==== Provided information ====
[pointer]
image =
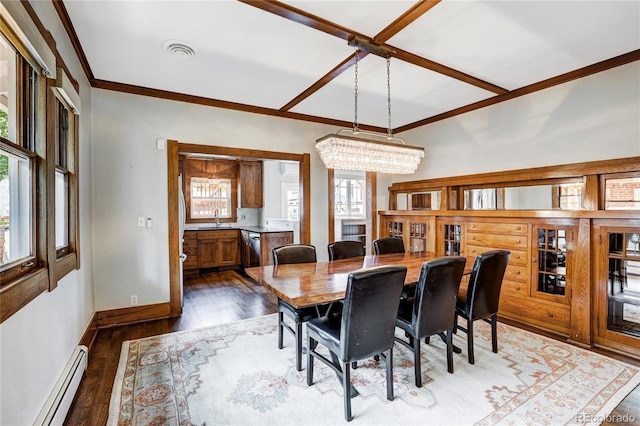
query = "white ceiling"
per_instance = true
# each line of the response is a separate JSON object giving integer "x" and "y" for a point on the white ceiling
{"x": 250, "y": 56}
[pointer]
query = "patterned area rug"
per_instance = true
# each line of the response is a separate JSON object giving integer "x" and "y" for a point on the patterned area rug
{"x": 235, "y": 374}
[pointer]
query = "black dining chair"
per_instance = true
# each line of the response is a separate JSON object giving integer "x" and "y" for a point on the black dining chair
{"x": 388, "y": 245}
{"x": 345, "y": 249}
{"x": 364, "y": 329}
{"x": 288, "y": 254}
{"x": 432, "y": 310}
{"x": 482, "y": 296}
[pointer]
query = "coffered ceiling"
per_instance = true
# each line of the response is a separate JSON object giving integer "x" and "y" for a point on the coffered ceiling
{"x": 294, "y": 59}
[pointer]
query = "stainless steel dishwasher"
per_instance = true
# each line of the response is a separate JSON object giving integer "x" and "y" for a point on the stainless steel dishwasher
{"x": 254, "y": 242}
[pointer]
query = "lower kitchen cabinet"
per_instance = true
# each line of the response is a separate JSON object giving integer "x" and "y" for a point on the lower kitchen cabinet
{"x": 218, "y": 248}
{"x": 271, "y": 240}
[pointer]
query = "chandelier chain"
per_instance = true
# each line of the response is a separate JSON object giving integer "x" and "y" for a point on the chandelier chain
{"x": 389, "y": 94}
{"x": 355, "y": 107}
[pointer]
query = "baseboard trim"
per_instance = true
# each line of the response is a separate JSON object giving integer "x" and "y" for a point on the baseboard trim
{"x": 132, "y": 315}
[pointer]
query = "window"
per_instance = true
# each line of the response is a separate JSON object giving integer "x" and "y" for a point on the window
{"x": 291, "y": 200}
{"x": 570, "y": 196}
{"x": 15, "y": 207}
{"x": 622, "y": 193}
{"x": 349, "y": 196}
{"x": 62, "y": 180}
{"x": 210, "y": 198}
{"x": 18, "y": 145}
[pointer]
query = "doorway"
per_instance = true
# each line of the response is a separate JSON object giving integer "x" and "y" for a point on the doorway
{"x": 174, "y": 149}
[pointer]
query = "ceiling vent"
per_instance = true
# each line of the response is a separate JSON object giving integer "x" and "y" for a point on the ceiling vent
{"x": 179, "y": 48}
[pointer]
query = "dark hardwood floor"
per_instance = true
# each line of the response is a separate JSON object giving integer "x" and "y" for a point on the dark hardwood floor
{"x": 209, "y": 299}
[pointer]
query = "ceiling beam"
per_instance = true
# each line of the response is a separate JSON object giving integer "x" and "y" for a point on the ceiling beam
{"x": 200, "y": 100}
{"x": 617, "y": 61}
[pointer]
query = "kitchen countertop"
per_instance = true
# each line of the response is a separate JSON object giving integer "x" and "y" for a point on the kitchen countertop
{"x": 213, "y": 227}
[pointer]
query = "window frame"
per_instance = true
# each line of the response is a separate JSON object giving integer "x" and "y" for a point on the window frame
{"x": 61, "y": 95}
{"x": 23, "y": 281}
{"x": 351, "y": 181}
{"x": 212, "y": 199}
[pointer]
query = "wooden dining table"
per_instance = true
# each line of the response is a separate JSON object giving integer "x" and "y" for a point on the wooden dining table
{"x": 311, "y": 284}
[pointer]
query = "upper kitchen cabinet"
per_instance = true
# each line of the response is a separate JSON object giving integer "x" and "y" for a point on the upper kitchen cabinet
{"x": 250, "y": 184}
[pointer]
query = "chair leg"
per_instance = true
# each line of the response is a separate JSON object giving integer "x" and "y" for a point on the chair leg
{"x": 494, "y": 333}
{"x": 450, "y": 350}
{"x": 416, "y": 362}
{"x": 472, "y": 359}
{"x": 280, "y": 327}
{"x": 346, "y": 384}
{"x": 310, "y": 345}
{"x": 299, "y": 346}
{"x": 389, "y": 360}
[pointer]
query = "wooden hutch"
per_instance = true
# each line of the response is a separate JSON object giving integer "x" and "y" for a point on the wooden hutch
{"x": 574, "y": 269}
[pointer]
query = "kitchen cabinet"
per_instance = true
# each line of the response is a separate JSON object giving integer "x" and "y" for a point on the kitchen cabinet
{"x": 271, "y": 240}
{"x": 218, "y": 248}
{"x": 248, "y": 256}
{"x": 251, "y": 184}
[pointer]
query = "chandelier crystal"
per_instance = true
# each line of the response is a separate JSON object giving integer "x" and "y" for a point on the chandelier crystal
{"x": 353, "y": 153}
{"x": 357, "y": 153}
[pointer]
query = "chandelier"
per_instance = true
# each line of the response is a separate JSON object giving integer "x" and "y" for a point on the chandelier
{"x": 351, "y": 151}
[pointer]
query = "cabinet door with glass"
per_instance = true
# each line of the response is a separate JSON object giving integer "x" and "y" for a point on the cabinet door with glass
{"x": 618, "y": 288}
{"x": 552, "y": 262}
{"x": 414, "y": 231}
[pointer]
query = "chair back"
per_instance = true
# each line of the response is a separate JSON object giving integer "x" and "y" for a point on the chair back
{"x": 370, "y": 311}
{"x": 294, "y": 253}
{"x": 436, "y": 294}
{"x": 345, "y": 249}
{"x": 483, "y": 293}
{"x": 388, "y": 245}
====
Without including any pictures, please restate all the records exactly.

- The answer:
[pointer]
image =
query = "white ceiling"
per_instance = true
# each line of the response is a separate JSON object giving integer "x" and "y" for a point on the white ceiling
{"x": 250, "y": 56}
[pointer]
query = "patterned area rug"
per_instance = true
# each line of the response is a separate JSON object giving integer "x" and "y" for a point on the patterned area rug
{"x": 235, "y": 374}
[pointer]
query = "black dining chair"
per_instance = true
# each line of the response is a separate JSON object giving integer "x" and "y" for a point on the black dining chair
{"x": 388, "y": 245}
{"x": 345, "y": 249}
{"x": 364, "y": 329}
{"x": 288, "y": 254}
{"x": 432, "y": 310}
{"x": 482, "y": 296}
[pointer]
query = "coffered ceiling"
per_instance = true
# each line of the response is a separate JSON object giving integer "x" and "y" for a point on the coffered ceiling
{"x": 294, "y": 59}
[pointer]
query = "stainless steel dishwasher"
per_instance = true
# each line of the response is a separate JSON object giving integer "x" and "y" for a point on the stainless steel dishwasher
{"x": 254, "y": 242}
[pointer]
query = "lower kitchen cabinet"
per_instance = true
# each line of the response is a separate JSON object giving integer "x" and "y" for a point on the lower kitchen cabinet
{"x": 218, "y": 248}
{"x": 271, "y": 240}
[pointer]
query = "chandelier chain"
per_instance = true
# each line of the response is a separate JSON object giving integer "x" and "y" for a point on the chandelier chain
{"x": 389, "y": 94}
{"x": 355, "y": 107}
[pointer]
query = "baseboard trim"
per_instance = true
# each line of the response is a separate JSON object giving integer "x" and "y" for a point on the baseboard trim
{"x": 132, "y": 315}
[pointer]
query = "window"
per_instance = true
# each line of the response is a separate JSON object giving integer "x" and "y" for a point on the window
{"x": 291, "y": 200}
{"x": 570, "y": 196}
{"x": 15, "y": 207}
{"x": 622, "y": 193}
{"x": 349, "y": 196}
{"x": 62, "y": 180}
{"x": 210, "y": 198}
{"x": 18, "y": 145}
[pointer]
query = "doorway"
per_instance = true
# each line of the response is a separate JSON object giving integer "x" and "y" for a point on the doorway
{"x": 174, "y": 149}
[pointer]
query = "ceiling vent"
per_instance = true
# each line of the response is a separate JSON object giving integer "x" and "y" for a point on the ceiling vent
{"x": 179, "y": 48}
[pointer]
query = "dark hardwood floor"
per_instance = true
# each line of the response is a separate JSON object giving integer "x" and "y" for a point on the dark hardwood floor
{"x": 209, "y": 299}
[pointer]
query = "ceiling beam"
per_instance = true
# each line of the response is a separate JSON object giving integer "x" and "y" for a point on the ceiling beam
{"x": 200, "y": 100}
{"x": 617, "y": 61}
[pointer]
query = "kitchen countertop"
per_instance = true
# each line of the response is a separate JSON object giving integer "x" and "y" for a point on the kitchen countertop
{"x": 213, "y": 227}
[pointer]
query = "window frame"
per_instance = true
# each line of the response is a separate JSON object giving integer "x" and "y" for a point on the window frame
{"x": 61, "y": 95}
{"x": 23, "y": 281}
{"x": 351, "y": 181}
{"x": 212, "y": 199}
[pointer]
query = "wooden dining table"
per_instance = true
# each line of the response is a separate JSON object giving integer "x" and "y" for a point on the wooden dining table
{"x": 311, "y": 284}
[pointer]
query = "upper kitchen cabinet"
per_instance = true
# each line of the response is a separate JSON object giving integer "x" and "y" for a point on the upper kitchen cabinet
{"x": 250, "y": 184}
[pointer]
query = "chair leg"
per_instance = true
# each line of the response is a separate JSON object giving integer "x" and "y" for a point on the chair leg
{"x": 494, "y": 333}
{"x": 450, "y": 350}
{"x": 416, "y": 362}
{"x": 472, "y": 359}
{"x": 280, "y": 327}
{"x": 346, "y": 384}
{"x": 310, "y": 345}
{"x": 299, "y": 346}
{"x": 389, "y": 360}
[pointer]
query = "wooden hutch"
per_instance = true
# each line of the response is a separate JSON object giving integer "x" and "y" for a point on the wooden hutch
{"x": 574, "y": 269}
[pointer]
query = "kitchen cabinet"
per_instance = true
# each line of the response is a separate JSON object giving integer "x" and "y" for a point on the kitchen cabinet
{"x": 271, "y": 240}
{"x": 218, "y": 248}
{"x": 248, "y": 256}
{"x": 251, "y": 184}
[pointer]
query = "chandelier crystal"
per_instance = true
# each line of the response is a separate JSON object giving integer "x" and "y" for a point on the chandelier crystal
{"x": 353, "y": 153}
{"x": 357, "y": 153}
[pointer]
query = "chandelier"
per_instance = true
# each line of the response is a separate JSON object giving integer "x" and "y" for a point on the chandelier
{"x": 351, "y": 151}
[pointer]
query = "cabinet door with glass"
per_instance = true
# each line of the response is a separate JSON object giving integer "x" and "y" for a point on the cabinet door with glass
{"x": 618, "y": 288}
{"x": 552, "y": 262}
{"x": 414, "y": 231}
[pointer]
query = "chair back"
per_instance = true
# each line of the response is a separate JSON object giving integer "x" and "y" for a point on the chair back
{"x": 370, "y": 311}
{"x": 294, "y": 253}
{"x": 436, "y": 294}
{"x": 345, "y": 249}
{"x": 483, "y": 293}
{"x": 388, "y": 245}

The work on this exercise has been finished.